• KUTIPAN DOKUMEN:
# # # # #
Era Keterbukaan Informasi: Nowhere to Hide

Program Pengampunan Pajak (Tax Amnesty) telah berakhir pada 31 Maret 2017 yang lalu. Berakhirnya Tax Amnesty menjadi momentum bagi pemerintah untuk melakukan penegakan hukum terhadap WP yang belum patuh. Momentum penegakan hukum ini juga semakin diperkuat dengan datangnya era keterbukaan informasi keuangan untuk tujuan perpajakan atau lebih dikenal dengan sebutan Automatic Exchange of Information (AEOI). Indonesia bersama 101 negara lain di dunia yang berkomitmen untuk menerapkan keterbukaan informasi ini. Implementasi AEOI di Indonesia ditandai dengan dikeluarkannya Peraturan Pemerintah Pengganti Undang-Undang (Perpu) Nomor 1 Tahun 2017 pada tanggal 8 Mei 2017 yang kemudian ditetapkan menjadi Undang-Undang Nomor 9 Tahun 2017 pada 30 Agustus 2017.
Melalui peraturan tersebut pemerintah akan makin mudah memperoleh akses informasi perbankan sehingga potensi penambahan penerimaan negara khususnya dari sektor perpajakan akan semakin meningkat. Sebelum Perpu ini ditetapkan, sebenarnya pemerintah sudah memiliki kewenangan untuk mengakses informasi keuangan untuk kepentingan perpajakan kepada Bank melalui Otoritas Jasa Keuangan (OJK). Proses mendapatkan izin kepada OJK kerap membutuhkan waktu yang tidak sedikit. Akibatnya, pemeriksaan pajak menjadi lebih lama bahkan melewati batas waktu pemeriksaan suatu perkara.
Menteri Keuangan (Menkeu) Sri Mulyani Indrawati menyatakan negara-negara anggota G20 termasuk Indonesia sepakat untuk menjalankan kerja sama pertukaran informasi perpajakan otomatis Automatic Exchange of Information (AEoI) paling lambat September 2018. Upaya tersebut dilakukan guna mencegah berbagai praktik penghindaran pajak di dunia. Pada Juni 2015, Indonesia telah menandatangani Multilateral Competent Authority Agreement (MCAA), perjanjian ini bertujuan memberikan fasilitas pertukaran informasi antar anggota Global Forum. Kerja sama pertukaran informasi penting bagi tercapainya aturan dan implementasi perpajakan yang adil antarnegara, tidak ada lagi tempat aman untuk para penghindar pajak di dunia. Para Menkeu dan Gubernur Bank Sentral G20 secara bulat menyepakati agar program AEoI sepenuhnya diimplementasi mulai September 2017 dan selambat-lambatnya pada September 2018. Itu adalah bagian dari pelaksanaan komitmen kita di dunia internasional, karena kita akan comply dalam keterbukaan informasi.
# # # # #
• TUGAS YANG DIKERJAKAN:
Menurut teks tentang era keterbukaan informasi, pada tanggal berapa Program Pengampunan Pajak berakhir? Baris data tidak diperlukan untuk mengerjakan tugas.

[Bagian dari berkas data]
# # # # #
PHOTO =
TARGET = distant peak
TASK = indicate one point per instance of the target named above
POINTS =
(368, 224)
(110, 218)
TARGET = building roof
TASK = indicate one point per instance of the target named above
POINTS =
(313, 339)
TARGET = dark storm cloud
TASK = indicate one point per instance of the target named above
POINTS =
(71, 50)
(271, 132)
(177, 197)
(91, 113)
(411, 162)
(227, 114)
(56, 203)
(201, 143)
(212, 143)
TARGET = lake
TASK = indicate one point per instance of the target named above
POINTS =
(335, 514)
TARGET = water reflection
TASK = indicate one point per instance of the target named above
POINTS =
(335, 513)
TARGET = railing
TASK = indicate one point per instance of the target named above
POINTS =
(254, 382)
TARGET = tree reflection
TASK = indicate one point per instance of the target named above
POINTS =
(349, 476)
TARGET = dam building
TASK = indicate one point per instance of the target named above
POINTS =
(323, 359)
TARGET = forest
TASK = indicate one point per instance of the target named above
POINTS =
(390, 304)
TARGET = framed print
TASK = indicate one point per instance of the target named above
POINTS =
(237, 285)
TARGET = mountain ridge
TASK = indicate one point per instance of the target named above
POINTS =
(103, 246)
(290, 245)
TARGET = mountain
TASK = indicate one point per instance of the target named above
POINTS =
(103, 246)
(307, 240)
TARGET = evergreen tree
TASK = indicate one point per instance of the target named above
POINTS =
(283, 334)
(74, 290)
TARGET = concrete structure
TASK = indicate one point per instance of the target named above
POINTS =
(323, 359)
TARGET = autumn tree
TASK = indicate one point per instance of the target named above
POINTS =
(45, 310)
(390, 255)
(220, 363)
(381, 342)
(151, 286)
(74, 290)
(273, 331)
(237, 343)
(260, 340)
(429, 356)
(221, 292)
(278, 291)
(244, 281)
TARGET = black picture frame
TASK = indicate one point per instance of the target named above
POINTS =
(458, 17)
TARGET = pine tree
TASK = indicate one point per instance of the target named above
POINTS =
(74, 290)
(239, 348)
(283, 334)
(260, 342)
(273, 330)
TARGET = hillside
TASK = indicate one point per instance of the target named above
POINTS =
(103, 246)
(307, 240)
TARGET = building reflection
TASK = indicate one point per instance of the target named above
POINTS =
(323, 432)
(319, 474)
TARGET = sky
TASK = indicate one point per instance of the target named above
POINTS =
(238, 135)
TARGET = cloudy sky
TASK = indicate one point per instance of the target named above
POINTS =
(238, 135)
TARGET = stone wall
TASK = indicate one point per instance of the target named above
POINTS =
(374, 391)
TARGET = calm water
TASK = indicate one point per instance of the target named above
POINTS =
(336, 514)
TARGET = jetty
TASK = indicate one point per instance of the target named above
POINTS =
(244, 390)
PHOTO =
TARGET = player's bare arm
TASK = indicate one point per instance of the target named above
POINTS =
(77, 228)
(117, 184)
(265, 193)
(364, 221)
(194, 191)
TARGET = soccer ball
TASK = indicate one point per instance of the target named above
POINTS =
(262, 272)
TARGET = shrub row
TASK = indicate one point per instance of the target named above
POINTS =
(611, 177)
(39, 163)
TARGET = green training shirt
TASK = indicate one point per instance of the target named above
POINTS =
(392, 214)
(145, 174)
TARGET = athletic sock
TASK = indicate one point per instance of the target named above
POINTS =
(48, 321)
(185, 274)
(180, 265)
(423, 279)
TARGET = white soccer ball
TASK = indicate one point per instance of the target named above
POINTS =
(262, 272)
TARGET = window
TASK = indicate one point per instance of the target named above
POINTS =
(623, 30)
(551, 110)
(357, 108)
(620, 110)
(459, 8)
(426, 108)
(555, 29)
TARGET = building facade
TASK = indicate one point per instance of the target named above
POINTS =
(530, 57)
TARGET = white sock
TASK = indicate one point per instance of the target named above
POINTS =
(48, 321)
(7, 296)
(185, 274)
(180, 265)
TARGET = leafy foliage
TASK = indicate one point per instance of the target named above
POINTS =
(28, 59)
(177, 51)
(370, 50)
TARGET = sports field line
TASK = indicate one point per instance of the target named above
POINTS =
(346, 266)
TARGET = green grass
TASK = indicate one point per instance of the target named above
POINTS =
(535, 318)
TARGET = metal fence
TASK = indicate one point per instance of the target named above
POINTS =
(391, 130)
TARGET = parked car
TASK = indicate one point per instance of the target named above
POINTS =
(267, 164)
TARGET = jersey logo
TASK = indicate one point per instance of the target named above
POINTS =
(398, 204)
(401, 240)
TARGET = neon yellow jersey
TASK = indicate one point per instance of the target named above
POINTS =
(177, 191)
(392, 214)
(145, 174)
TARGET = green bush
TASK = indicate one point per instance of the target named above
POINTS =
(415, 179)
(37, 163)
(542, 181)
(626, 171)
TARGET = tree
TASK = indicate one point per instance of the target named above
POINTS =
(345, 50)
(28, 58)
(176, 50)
# # # # #
• JAWABAN LENGKAP:
Program Pengampunan Pajak berakhir pada 31 Maret 2017.